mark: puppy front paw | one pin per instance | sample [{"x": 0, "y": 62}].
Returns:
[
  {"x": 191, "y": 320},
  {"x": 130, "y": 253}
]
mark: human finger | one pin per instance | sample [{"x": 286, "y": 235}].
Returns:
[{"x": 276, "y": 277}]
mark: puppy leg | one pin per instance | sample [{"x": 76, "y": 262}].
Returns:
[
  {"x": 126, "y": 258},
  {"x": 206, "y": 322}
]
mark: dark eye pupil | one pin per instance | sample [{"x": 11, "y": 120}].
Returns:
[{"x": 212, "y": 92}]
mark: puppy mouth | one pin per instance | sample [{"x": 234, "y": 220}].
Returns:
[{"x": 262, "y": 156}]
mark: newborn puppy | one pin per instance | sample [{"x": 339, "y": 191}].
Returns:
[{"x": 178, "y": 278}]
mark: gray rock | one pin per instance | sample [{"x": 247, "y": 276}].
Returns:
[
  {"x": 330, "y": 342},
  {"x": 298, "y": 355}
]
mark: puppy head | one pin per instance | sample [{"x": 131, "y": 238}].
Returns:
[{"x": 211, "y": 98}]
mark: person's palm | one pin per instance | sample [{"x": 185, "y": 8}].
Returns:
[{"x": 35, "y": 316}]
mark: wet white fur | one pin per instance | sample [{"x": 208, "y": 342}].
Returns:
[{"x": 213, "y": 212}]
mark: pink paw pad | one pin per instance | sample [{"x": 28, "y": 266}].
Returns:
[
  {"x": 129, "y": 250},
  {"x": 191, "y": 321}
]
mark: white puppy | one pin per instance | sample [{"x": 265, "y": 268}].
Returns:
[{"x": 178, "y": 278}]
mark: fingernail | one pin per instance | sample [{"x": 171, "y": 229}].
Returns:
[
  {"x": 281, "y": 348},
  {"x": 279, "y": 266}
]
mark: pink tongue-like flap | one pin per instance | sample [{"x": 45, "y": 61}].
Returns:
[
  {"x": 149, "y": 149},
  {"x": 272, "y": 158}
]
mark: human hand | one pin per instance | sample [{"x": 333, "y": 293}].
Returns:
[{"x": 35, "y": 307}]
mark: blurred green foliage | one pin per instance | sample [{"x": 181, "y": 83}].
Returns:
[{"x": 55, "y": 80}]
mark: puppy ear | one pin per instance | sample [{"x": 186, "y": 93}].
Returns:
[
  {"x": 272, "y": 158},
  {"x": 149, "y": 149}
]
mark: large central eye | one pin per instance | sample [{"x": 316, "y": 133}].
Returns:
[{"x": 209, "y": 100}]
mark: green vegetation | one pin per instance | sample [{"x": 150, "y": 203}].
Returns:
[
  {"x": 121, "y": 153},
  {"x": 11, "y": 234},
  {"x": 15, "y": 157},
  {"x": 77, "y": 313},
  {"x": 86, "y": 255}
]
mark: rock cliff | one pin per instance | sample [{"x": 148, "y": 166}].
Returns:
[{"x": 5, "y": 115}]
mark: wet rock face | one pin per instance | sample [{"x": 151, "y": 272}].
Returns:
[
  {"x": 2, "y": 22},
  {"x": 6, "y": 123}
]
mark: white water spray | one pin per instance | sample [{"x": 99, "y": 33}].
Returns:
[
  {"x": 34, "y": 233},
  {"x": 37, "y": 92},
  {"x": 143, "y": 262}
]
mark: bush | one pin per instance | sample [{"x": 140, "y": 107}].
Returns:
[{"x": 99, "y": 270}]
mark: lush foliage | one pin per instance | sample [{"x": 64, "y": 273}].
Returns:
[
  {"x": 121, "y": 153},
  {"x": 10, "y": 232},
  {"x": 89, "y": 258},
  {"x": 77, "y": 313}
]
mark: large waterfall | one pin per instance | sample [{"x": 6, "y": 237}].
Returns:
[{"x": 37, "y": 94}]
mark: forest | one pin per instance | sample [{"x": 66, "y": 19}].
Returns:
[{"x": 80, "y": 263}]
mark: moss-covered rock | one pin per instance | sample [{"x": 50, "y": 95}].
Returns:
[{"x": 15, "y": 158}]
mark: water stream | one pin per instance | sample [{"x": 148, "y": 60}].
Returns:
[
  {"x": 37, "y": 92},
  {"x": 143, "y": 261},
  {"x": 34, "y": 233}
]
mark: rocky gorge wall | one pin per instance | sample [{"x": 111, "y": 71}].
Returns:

- _WRITTEN TASK_: Write the material out again word for word.

- _SOLUTION TO THIS TASK_:
mark: puppy front paw | one pin per instance | sample [{"x": 0, "y": 62}].
Returns:
[
  {"x": 191, "y": 320},
  {"x": 130, "y": 253}
]
mark: human finger | one pin per instance | sample [{"x": 286, "y": 235}].
Returns:
[{"x": 276, "y": 277}]
mark: puppy leg | one pin per instance | sample [{"x": 76, "y": 262}].
Returns:
[
  {"x": 126, "y": 258},
  {"x": 206, "y": 322}
]
mark: dark eye pupil | one pin per instance | sample [{"x": 11, "y": 120}].
Returns:
[{"x": 212, "y": 92}]
mark: puppy mouth | one pin per instance | sample [{"x": 234, "y": 220}].
Returns:
[{"x": 262, "y": 156}]
mark: newborn puppy | one pin per instance | sample [{"x": 339, "y": 191}].
Returns:
[{"x": 178, "y": 278}]
mark: gray rock | one pin per instance | sample [{"x": 247, "y": 276}].
Returns:
[
  {"x": 330, "y": 342},
  {"x": 298, "y": 355}
]
mark: puppy head | one pin per instance | sample [{"x": 131, "y": 238}].
Returns:
[{"x": 211, "y": 98}]
mark: person's palm | one pin per instance | sample [{"x": 185, "y": 8}].
Returns:
[{"x": 35, "y": 316}]
mark: wet white fur | one pin per instance | sample [{"x": 208, "y": 342}].
Returns:
[{"x": 213, "y": 212}]
mark: pink paw pad | one pin per instance | sample [{"x": 28, "y": 266}].
Returns:
[
  {"x": 129, "y": 250},
  {"x": 191, "y": 321}
]
mark: white puppy | one pin per instance | sample [{"x": 265, "y": 268}].
Returns:
[{"x": 178, "y": 278}]
mark: fingernail | one pin per instance | sample [{"x": 171, "y": 229}].
Returns:
[
  {"x": 281, "y": 348},
  {"x": 279, "y": 266}
]
mark: pink tongue-like flap | one pin per instance | sample [{"x": 45, "y": 61}].
Returns:
[
  {"x": 149, "y": 149},
  {"x": 272, "y": 158}
]
mark: human hand | one pin per instance | sample [{"x": 333, "y": 293}].
Returns:
[{"x": 35, "y": 307}]
mark: blurred green foliage | one pin per instance | sample [{"x": 181, "y": 83}].
Returns:
[{"x": 55, "y": 80}]
mark: puppy ear | one pin per instance | sample [{"x": 186, "y": 93}].
Returns:
[
  {"x": 272, "y": 158},
  {"x": 149, "y": 149}
]
mark: large central eye | one pin per instance | sample [{"x": 316, "y": 133}].
Returns:
[{"x": 209, "y": 100}]
mark: green vegetation | one pin per instance | sample [{"x": 150, "y": 203}].
Returns:
[
  {"x": 121, "y": 153},
  {"x": 11, "y": 234},
  {"x": 15, "y": 157},
  {"x": 77, "y": 313},
  {"x": 86, "y": 255}
]
mark: rock cliff | one pin per instance | sample [{"x": 148, "y": 166}].
Returns:
[{"x": 5, "y": 115}]
mark: wet rock face | one pin per instance | sample [{"x": 151, "y": 272}].
Returns:
[
  {"x": 2, "y": 22},
  {"x": 6, "y": 123}
]
mark: white water spray | one pin per instance | sample [{"x": 99, "y": 33}].
Returns:
[
  {"x": 34, "y": 233},
  {"x": 37, "y": 92},
  {"x": 143, "y": 262}
]
mark: bush | one pin per instance | sample [{"x": 140, "y": 107}].
Returns:
[{"x": 99, "y": 270}]
mark: lush foliage | one pin per instance | sample [{"x": 64, "y": 273}].
Returns:
[
  {"x": 121, "y": 153},
  {"x": 10, "y": 232},
  {"x": 89, "y": 258},
  {"x": 77, "y": 313}
]
mark: large waterfall | one pin per instance | sample [{"x": 6, "y": 237}].
Returns:
[{"x": 37, "y": 94}]
mark: forest | one pin per instance | sample [{"x": 66, "y": 19}].
Returns:
[{"x": 80, "y": 263}]
mark: moss-covered rock | one pin per instance | sample [{"x": 50, "y": 95}].
Returns:
[{"x": 15, "y": 158}]
mark: water stream | one pin per instance | sample [{"x": 148, "y": 60}].
Returns:
[
  {"x": 37, "y": 92},
  {"x": 143, "y": 261},
  {"x": 34, "y": 233}
]
mark: rocky gorge wall | one pin per instance | sample [{"x": 111, "y": 71}].
Returns:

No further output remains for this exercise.